如何使用 boost::unordered_map
对于我的应用程序,我需要使用哈希映射,因此我编写了一个测试程序,其中将基类的一些实例存储在 boost::unordered_map 中。但我想通过调用返回基类的派生类的特殊函数来访问实例,并且我使用这些函数的参数作为 unordered_map 的哈希键。如果没有找到具有某些参数的类,则生成一个类并将其存储在映射中。该程序的目的可能不清楚,但这是代码。
#include <boost/unordered_map.hpp>
#include <iostream>
using namespace std;
using namespace boost;
typedef unsigned char BYT;
typedef unsigned long long ULL;
class BaseClass
{
public:
int sign;
size_t HASHCODE;
BaseClass(){}
};
class ClassA : public BaseClass
{
public:
int AParam1;
int AParam2;
ClassA(int s1, int s2) : AParam1(s1), AParam2(s2)
{
sign = AParam1;
}
};
struct HashKey
{
ULL * hasharray;
size_t hashNum;
size_t HASHCODE;
HashKey(ULL * ULLarray, size_t Hashnum) : hasharray(ULLarray), hashNum(Hashnum), HASHCODE(0)
{ }
bool operator == (const HashKey & hk ) const
{
bool deg = (hashNum == hk.hashNum);
if (deg)
{
for (int i = 0; i< hashNum;i++)
if(hasharray[i] != hk.hasharray[i]) return false;
}
return deg;
}
};
struct ihash : std::unary_function<HashKey, std::size_t>
{
std::size_t operator()(HashKey const & x) const
{
std::size_t seed = 0;
if (x.hashNum == 1)

## 数据条目:
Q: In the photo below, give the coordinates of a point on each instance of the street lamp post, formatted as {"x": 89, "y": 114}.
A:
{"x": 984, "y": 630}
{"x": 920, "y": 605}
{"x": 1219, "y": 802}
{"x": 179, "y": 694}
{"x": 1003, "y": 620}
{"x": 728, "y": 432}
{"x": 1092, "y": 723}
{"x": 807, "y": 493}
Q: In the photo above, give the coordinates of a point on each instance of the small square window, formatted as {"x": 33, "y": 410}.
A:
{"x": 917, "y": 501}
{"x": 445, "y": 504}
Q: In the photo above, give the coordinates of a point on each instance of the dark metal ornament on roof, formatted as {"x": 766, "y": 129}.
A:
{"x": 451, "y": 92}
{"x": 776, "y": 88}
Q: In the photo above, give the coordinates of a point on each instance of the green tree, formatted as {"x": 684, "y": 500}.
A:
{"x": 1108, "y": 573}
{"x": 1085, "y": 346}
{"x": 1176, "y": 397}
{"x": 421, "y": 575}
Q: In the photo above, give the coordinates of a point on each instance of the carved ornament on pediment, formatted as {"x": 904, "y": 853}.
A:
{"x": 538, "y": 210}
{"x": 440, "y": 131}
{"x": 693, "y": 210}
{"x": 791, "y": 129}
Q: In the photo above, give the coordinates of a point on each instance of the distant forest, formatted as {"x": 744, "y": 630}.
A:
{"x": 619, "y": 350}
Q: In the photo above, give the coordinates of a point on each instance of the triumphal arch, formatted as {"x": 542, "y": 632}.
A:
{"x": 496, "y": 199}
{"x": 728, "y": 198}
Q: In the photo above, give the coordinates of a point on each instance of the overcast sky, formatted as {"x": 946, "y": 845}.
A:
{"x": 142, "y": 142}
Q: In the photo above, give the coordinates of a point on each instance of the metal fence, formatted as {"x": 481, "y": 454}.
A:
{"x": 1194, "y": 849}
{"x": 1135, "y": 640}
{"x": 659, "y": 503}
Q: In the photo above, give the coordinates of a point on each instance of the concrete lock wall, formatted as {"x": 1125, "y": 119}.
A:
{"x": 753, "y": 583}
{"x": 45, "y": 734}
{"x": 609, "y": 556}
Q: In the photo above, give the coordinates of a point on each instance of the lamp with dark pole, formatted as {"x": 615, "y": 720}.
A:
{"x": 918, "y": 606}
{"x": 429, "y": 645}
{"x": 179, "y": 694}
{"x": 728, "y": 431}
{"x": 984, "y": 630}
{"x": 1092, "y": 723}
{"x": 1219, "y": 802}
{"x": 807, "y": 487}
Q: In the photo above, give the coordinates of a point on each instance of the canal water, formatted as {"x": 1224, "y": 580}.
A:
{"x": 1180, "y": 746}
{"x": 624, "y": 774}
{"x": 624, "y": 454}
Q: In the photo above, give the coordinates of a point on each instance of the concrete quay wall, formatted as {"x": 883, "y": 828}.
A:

## 任务要求:
**A)** 根据页面摘录,作者拿什么当作 unordered_map 的哈希键?
**B)** 请把条目中从含有“the concrete quay”的那一行一直到条目末尾的所有行(首尾两行都算在内)写成 Markdown 表格,略去空行,两列分别命名为“序号”和“内容”。
页面摘录和这些条目出自不同来源。

## 参考答案:
**A)** 那些返回基类的派生类特殊函数的参数。

**B)**
| 序号 | 内容 |
|---|---|
| 1 | Q: In the photo above, give the coordinates of a point on each instance of the concrete quay wall, formatted as {"x": 883, "y": 828}. |
| 2 | A: |